### Input data

+++

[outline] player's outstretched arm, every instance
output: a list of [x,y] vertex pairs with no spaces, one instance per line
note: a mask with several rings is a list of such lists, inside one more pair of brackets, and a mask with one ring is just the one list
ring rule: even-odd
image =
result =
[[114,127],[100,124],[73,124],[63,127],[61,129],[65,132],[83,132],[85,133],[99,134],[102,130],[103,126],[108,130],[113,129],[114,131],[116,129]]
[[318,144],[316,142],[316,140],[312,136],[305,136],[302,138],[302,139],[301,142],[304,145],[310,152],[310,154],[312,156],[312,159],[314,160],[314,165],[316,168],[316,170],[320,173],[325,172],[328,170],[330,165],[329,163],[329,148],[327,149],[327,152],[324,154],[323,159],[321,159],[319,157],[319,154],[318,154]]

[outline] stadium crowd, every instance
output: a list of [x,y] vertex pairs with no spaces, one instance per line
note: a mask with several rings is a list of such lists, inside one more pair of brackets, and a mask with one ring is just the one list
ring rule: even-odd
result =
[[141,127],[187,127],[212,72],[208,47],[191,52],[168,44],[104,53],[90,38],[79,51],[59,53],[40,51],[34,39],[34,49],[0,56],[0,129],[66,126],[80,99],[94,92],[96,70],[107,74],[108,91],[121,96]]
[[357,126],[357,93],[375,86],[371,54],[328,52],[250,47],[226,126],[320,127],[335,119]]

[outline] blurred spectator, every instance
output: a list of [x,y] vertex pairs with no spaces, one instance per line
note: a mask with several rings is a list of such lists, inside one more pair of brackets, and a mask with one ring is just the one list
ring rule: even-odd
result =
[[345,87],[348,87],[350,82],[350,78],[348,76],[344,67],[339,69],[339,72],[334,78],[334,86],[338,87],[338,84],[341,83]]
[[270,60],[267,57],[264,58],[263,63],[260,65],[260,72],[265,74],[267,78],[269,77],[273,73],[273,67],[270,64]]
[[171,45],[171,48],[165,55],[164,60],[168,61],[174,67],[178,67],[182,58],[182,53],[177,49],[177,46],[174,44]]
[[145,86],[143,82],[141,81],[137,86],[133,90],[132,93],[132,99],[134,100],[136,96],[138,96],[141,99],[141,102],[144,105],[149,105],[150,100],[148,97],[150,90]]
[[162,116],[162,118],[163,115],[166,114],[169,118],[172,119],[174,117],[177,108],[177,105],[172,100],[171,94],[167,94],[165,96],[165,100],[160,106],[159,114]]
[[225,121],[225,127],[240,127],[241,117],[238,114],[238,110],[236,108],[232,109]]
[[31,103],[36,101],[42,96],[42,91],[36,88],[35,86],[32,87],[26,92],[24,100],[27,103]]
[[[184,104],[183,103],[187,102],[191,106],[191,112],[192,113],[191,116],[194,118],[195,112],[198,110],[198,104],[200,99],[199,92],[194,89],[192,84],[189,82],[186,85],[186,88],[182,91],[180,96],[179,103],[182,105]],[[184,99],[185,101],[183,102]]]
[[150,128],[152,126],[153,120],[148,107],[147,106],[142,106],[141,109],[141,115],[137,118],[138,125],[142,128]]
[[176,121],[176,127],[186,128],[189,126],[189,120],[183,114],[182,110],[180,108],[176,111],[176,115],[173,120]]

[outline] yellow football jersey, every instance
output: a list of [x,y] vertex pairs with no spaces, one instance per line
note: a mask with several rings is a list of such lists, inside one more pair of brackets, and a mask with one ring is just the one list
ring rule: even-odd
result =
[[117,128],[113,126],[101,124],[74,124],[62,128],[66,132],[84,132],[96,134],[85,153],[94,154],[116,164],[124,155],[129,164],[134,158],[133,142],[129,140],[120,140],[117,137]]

+++

### Task prompt
Set down, word for word, only the lines running from the line with "[outline] yellow football" to the last line of the listing above. Both of those lines belong in your answer.

### Correct output
[outline] yellow football jersey, every instance
output: a list of [x,y] vertex pairs with no spaces, one instance per line
note: a mask with several rings is a list of such lists, inside one more pair of brackets, and a mask with one ring is just the one list
ring rule: even-odd
result =
[[117,128],[113,126],[101,124],[74,124],[62,128],[66,132],[84,132],[96,134],[85,153],[94,154],[116,164],[124,155],[129,164],[134,158],[133,142],[129,140],[120,140],[117,137]]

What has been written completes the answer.